* **WHAT IS EXPECTED**: Repeat the stretch of entries below from the line with "Target: man with gray beard" through the line with "Every instance gets one point. Tag the industrial". Include both ends and add nothing.

* **SOURCE MATERIAL**:

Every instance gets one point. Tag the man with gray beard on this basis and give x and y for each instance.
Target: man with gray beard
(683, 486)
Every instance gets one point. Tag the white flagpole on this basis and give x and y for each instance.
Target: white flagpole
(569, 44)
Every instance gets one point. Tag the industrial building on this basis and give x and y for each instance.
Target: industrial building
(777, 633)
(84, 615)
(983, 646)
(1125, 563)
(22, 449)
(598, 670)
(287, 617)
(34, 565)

* **YOUR RESPONSE**:
Target: man with gray beard
(683, 486)
Every instance gets one point. Tag the white flagpole on this basis and give x and y for each instance.
Target: white flagpole
(569, 44)
Every instance gets one point. Tag the industrial building on this basis and give x and y for each instance.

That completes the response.